• WORK INSTRUCTION:
Retype each entry. Leave every word as it is.

Natural-language object grounding data
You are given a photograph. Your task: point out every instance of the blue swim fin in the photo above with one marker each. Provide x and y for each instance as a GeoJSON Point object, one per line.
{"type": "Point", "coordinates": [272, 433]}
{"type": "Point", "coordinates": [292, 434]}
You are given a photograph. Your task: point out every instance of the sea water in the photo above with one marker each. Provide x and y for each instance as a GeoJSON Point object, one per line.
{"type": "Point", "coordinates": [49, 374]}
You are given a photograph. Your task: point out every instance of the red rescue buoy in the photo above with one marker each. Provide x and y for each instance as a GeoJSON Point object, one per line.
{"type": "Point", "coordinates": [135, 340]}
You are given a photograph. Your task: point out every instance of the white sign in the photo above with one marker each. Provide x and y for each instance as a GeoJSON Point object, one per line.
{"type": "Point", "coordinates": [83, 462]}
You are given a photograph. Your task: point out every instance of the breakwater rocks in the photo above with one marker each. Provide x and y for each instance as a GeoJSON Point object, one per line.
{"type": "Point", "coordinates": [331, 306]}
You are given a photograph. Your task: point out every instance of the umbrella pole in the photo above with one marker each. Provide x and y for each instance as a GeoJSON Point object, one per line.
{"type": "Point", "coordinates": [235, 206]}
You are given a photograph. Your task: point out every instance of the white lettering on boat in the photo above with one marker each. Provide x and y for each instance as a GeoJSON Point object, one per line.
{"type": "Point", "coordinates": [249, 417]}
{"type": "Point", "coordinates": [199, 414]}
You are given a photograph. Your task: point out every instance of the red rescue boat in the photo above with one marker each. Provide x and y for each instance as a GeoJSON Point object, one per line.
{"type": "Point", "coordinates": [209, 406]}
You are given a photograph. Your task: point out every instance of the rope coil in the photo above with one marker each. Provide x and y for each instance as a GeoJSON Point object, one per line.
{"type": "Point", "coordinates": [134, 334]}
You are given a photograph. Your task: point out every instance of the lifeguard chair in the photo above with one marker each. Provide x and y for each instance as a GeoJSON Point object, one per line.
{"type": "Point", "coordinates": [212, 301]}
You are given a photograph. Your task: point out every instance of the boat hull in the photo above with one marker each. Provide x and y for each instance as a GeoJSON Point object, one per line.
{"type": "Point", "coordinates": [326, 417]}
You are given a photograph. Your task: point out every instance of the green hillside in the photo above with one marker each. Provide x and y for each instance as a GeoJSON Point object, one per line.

• SOLUTION TO THIS EXERCISE:
You are given a photograph. Your task: point out every instance of the blue swim fin in the photo above with one marker each. Provide x and y for each instance as a GeoJSON Point object, one per line.
{"type": "Point", "coordinates": [272, 433]}
{"type": "Point", "coordinates": [292, 434]}
You are given a photograph. Your task: point out every instance of the sea water in the photo above with one marker each. Provide x and y for each instance as a GeoJSON Point object, one per line.
{"type": "Point", "coordinates": [49, 374]}
You are given a photograph. Your task: point out every instance of the red rescue buoy in the photo above with one marker each. Provide x and y for each instance as a GeoJSON Point object, one per line.
{"type": "Point", "coordinates": [135, 340]}
You are given a photograph. Your task: point out every instance of the white sign in the photo above with one marker each. Provide x and y for each instance as a GeoJSON Point object, one per line.
{"type": "Point", "coordinates": [83, 462]}
You are given a photograph. Your task: point out every instance of the breakwater rocks in the photo above with one marker each. Provide x and y for each instance as a GeoJSON Point object, one per line.
{"type": "Point", "coordinates": [331, 306]}
You are given a photograph. Your task: point out every instance of the umbrella pole in the photo above with one marker each. Provide x and y for each instance as a GeoJSON Point object, one per line.
{"type": "Point", "coordinates": [235, 206]}
You are given a photograph. Your task: point out every instance of the white lettering on boat in the photo above with one marker each. Provide x and y for each instance as a GeoJSON Point object, one per line.
{"type": "Point", "coordinates": [249, 417]}
{"type": "Point", "coordinates": [199, 414]}
You are given a photograph. Your task: point out every instance of the red rescue boat in the photo above with one marker each. Provide x and y for each instance as a GeoJSON Point object, one per line.
{"type": "Point", "coordinates": [209, 406]}
You are given a photograph. Your task: point out every instance of the rope coil in the photo above with one marker each. Provide x and y for each instance as a GeoJSON Point object, one per line.
{"type": "Point", "coordinates": [134, 334]}
You are given a photograph. Your task: point out every instance of the lifeguard chair in the photo above with one marker each. Provide x and y for each instance as a GeoJSON Point object, one per line.
{"type": "Point", "coordinates": [212, 301]}
You are given a photograph. Your task: point out every instance of the boat hull in the photo above with one marker each. Provide x and y for each instance as a GeoJSON Point object, one per line.
{"type": "Point", "coordinates": [326, 417]}
You are given a photograph. Your task: point out every instance of the green hillside in the photo above with one marker each. Provide x and y for each instance as a GeoJSON Point object, one per line.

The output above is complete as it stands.